## AIM OF THE EXERCISE
Every line in the records below that holds "lion" must be identified and copied.

## INFORMATION SHOWN
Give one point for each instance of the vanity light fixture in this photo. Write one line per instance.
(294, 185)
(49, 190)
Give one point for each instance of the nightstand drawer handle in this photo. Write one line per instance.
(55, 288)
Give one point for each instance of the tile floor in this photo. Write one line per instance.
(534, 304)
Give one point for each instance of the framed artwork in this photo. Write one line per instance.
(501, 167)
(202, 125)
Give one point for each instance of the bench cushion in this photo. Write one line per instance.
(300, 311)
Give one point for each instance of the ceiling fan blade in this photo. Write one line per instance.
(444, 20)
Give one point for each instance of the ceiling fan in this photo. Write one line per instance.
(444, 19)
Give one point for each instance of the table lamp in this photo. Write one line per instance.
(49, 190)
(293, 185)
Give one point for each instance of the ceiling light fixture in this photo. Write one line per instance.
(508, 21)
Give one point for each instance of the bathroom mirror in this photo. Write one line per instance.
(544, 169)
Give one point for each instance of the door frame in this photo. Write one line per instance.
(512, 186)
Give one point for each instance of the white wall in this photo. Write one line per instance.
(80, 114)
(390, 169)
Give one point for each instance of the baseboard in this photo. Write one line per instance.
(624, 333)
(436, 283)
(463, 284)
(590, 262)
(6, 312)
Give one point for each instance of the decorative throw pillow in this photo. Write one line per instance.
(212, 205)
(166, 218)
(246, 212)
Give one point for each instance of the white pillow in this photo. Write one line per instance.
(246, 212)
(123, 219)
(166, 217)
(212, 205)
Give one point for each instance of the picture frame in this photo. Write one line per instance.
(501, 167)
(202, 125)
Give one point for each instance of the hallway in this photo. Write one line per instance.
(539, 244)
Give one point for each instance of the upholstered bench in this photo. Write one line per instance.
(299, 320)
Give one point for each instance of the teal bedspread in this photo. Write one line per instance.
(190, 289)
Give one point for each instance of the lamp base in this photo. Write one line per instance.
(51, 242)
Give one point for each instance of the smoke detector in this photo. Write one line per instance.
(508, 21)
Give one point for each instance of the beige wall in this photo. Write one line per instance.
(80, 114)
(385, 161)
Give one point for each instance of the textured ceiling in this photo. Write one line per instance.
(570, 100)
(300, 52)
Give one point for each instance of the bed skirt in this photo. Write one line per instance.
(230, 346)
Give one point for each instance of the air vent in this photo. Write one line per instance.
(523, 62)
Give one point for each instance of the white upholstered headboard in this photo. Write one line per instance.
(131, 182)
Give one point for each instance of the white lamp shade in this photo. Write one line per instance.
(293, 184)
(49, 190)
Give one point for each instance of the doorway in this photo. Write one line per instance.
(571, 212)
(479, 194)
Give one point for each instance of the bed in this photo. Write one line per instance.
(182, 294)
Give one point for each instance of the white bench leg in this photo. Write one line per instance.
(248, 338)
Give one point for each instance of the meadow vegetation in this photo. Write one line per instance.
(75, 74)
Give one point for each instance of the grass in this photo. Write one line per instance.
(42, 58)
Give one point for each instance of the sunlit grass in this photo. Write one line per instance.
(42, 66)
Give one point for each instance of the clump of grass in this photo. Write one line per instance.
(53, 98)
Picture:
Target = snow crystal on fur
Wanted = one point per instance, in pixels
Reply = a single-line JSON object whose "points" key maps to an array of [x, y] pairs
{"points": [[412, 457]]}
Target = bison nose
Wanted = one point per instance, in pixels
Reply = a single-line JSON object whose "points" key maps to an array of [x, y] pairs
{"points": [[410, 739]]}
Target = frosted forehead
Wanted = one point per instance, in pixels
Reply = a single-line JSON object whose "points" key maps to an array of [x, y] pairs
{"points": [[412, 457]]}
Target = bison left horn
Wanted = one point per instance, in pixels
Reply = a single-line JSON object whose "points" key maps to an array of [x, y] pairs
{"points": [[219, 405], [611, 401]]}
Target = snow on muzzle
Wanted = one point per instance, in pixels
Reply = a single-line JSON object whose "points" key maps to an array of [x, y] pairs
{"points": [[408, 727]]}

...

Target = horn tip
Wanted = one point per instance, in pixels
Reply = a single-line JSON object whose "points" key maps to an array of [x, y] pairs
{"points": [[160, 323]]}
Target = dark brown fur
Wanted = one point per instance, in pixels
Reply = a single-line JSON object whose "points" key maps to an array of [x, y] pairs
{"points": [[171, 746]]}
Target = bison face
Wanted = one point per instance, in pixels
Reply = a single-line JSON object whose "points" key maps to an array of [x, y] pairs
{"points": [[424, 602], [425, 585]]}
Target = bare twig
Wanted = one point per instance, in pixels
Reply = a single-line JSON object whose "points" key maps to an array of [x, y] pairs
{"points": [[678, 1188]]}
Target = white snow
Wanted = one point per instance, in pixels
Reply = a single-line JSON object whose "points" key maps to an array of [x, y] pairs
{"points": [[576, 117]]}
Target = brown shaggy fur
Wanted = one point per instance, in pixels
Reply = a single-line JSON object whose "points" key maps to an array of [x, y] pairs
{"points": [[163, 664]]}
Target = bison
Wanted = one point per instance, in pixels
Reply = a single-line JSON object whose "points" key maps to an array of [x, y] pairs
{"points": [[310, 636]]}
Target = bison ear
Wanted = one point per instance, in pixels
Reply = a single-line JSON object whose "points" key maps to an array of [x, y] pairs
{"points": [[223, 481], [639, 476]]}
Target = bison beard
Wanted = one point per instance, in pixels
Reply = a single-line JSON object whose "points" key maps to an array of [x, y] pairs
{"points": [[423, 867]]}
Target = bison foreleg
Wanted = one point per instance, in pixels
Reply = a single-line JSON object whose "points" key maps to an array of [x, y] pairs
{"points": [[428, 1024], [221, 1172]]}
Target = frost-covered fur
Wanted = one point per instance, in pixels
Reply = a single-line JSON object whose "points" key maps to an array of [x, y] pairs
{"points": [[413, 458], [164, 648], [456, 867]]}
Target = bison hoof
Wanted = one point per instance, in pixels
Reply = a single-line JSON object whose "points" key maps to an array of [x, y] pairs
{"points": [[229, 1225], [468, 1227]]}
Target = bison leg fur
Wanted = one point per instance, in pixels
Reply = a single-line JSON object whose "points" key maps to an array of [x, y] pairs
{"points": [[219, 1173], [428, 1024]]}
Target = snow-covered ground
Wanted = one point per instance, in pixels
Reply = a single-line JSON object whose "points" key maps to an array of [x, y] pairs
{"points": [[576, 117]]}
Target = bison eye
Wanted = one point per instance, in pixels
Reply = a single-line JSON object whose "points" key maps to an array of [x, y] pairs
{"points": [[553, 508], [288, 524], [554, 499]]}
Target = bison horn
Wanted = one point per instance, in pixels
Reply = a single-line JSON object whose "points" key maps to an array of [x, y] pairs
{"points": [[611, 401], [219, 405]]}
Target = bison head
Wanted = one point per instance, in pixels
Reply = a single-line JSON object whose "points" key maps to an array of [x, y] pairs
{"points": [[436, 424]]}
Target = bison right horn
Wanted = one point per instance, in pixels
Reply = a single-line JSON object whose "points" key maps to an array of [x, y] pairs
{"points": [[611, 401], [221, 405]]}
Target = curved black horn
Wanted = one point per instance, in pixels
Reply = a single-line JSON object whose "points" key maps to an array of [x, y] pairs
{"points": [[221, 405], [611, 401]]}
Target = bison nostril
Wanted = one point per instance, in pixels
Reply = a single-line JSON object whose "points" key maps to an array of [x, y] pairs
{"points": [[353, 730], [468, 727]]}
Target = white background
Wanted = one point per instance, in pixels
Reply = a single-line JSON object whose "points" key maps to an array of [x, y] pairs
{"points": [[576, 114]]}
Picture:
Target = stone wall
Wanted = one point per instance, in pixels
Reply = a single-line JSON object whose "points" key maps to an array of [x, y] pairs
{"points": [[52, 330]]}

---

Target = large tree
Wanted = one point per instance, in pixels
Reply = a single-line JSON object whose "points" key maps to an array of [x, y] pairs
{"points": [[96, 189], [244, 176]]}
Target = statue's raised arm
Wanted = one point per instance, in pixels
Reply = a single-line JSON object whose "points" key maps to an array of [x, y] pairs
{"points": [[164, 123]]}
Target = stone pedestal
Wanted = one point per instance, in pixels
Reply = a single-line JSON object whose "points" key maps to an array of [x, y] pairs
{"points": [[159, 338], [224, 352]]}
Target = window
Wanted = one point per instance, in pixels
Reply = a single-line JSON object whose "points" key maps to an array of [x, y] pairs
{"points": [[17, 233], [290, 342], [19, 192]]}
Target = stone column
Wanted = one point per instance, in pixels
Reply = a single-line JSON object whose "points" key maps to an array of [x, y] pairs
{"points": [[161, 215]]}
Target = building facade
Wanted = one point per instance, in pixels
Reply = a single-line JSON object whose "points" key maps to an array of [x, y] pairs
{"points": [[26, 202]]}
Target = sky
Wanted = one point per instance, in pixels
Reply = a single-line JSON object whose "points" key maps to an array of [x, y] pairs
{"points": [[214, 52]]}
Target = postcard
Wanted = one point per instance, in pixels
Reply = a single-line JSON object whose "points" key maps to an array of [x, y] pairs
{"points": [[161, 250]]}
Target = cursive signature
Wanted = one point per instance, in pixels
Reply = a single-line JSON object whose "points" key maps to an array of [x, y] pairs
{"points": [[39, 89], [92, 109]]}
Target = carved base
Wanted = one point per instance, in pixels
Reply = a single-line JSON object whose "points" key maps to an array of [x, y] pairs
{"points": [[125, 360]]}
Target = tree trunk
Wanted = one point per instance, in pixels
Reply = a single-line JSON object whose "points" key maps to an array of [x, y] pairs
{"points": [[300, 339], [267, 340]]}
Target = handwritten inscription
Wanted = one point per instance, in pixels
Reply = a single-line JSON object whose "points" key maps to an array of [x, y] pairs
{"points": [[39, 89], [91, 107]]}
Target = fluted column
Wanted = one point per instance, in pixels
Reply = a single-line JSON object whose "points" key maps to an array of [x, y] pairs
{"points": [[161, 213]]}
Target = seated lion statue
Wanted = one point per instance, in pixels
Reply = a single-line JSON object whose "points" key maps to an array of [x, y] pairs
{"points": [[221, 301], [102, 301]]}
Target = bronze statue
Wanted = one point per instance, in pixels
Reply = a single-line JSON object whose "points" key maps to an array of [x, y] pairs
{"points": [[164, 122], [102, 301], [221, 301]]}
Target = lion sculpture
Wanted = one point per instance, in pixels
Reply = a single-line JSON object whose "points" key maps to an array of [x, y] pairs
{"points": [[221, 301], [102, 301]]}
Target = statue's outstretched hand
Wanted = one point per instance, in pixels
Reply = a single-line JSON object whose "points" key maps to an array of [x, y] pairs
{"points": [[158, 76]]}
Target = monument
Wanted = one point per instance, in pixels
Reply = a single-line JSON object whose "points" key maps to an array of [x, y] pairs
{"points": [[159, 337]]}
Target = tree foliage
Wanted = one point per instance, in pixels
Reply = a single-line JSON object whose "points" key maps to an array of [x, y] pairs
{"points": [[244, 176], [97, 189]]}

## EXERCISE OUTPUT
Target = seated lion statue
Target = lion sculpture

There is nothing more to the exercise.